> **原文**:
====

2017年07月07日 11:42:08 來源: 解放軍報

    無論是歷史還是現實,不管是親歷還是想像,邊關的所有故事,都有跡可循。

    今天,在廣西千裏邊防線這片美麗神奇的土地上,最滋養人心的是一茬茬軍民攜手守邊護邊的家國情懷。不管他們是哪個民族、何種身份、身處何種位置,他們都有一個共同的名字:戍邊人。

    “邊陲之戍,用保封疆,國之大防,莫過于此。”文字或許難以淋漓盡致地描述邊關之重,但走近一個個活生生的戍邊人,我們卻可以更加真切地感受到邊關的“質地”與“重量”。

    從某種意義上説,每一位戍邊人都是一座界碑,清晰地標示出祖國的邊界和人生的境界。

    觀察維度一:邊防軍人

    一抔泥土,成為軍旅生涯的珍藏

    螺絲釘不起眼,卻鉚住了穩邊固防巨輪上的每塊鐵板。那山、那水、那哨所,他們是那群頭頂邊關月的最可愛的人

    廣西邊城龍州,扣梅嶺高地。劉雲慶最後一次爬上這片曾讓他魂牽夢縈的山峰。

    登高望遠,眼裏盡是美不勝收的茵茵草地。綠意蒼茫,一如他20年前第一次見到時的模樣。只是,他此刻的內心沒了恐懼,卻多了一份難舍的感傷。

    英雄不老,只是抵不過歲月的滄桑。站在這片昔日令人毛骨悚然的雷場高地,劉雲慶不禁思緒翻飛——

    那場邊境大排雷的721個日日夜夜,他親手排除2000余枚地雷,移交12萬平方米和平土地,3次死裏逃生……如今,面對單位縮編,這位“排雷英雄”坦然遞交了轉業報告。

====

(座標標註資料)
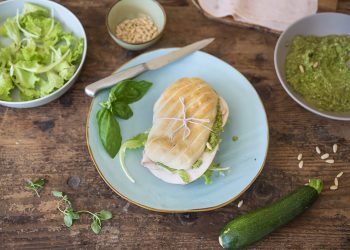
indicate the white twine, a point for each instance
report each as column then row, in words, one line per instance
column 185, row 120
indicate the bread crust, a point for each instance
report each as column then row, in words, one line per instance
column 174, row 149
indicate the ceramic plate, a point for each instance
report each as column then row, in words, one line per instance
column 245, row 157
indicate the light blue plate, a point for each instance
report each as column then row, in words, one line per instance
column 245, row 157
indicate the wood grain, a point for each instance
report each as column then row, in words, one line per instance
column 49, row 142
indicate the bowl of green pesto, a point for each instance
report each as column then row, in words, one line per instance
column 312, row 62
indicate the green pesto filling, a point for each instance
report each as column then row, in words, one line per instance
column 214, row 136
column 318, row 69
column 197, row 164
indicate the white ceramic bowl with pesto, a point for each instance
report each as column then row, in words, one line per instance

====

> **練習題目 1**: 據戍邊人原文,劉雲慶在邊境大排雷中親手排除了多少枚地雷?
> **練習題目 2**: 請照錄戍邊人原文中從"螺絲釘不起眼,卻鉚住了穩邊固"到"恐懼,卻多了一份難舍的感傷。"的部分。
> **練習題目 3**: 請接著戍邊人原文的最後一句往下續寫。

> **預期輸出 1**: 2000余枚。

> **預期輸出 2**:
螺絲釘不起眼,卻鉚住了穩邊固防巨輪上的每塊鐵板。那山、那水、那哨所,他們是那群頭頂邊關月的最可愛的人

    廣西邊城龍州,扣梅嶺高地。劉雲慶最後一次爬上這片曾讓他魂牽夢縈的山峰。

    登高望遠,眼裏盡是美不勝收的茵茵草地。綠意蒼茫,一如他20年前第一次見到時的模樣。只是,他此刻的內心沒了恐懼,卻多了一份難舍的感傷。

> **預期輸出 3**:
    劉雲慶曾無數次想像,自己會像當年的許多戰友一樣,在雷場上胸戴大紅花,就地卸下軍銜,脫下軍裝。

    山風呼嘯,人影寥寥。劉雲慶轉身下山,走向自己曾戰鬥過的雷場。他迎風蹲下身子,掬起一抔泥土,小心翼翼地裝進老舊的挎包,以此當作對自己20年邊防軍旅生涯的珍藏。

    老邊防轉身下山,新一代戍邊人正在成長。

    此時,扣梅嶺密林深處,槍炮聲隆隆,一場特殊的“入隊儀式”正在激烈的戰鬥中進行:20名即將加入邊防某部“天鷹”特戰分隊的戰士,在隊長石飛帶領下,迎來入隊前的最後一道考驗——叢林反恐演練考核。

    此刻,站在這支隊伍前,年底即將退役的石飛知道,今天這場特別的儀式,或許就是自己明天離開邊關的告別儀式。

    天天摸爬滾打在訓練場上,巡邏戰鬥在邊境線上,石飛3次因傷住院手術,全身上下多處骨折,連他自己都不太清楚身上到底還有哪些部位是“原配件”。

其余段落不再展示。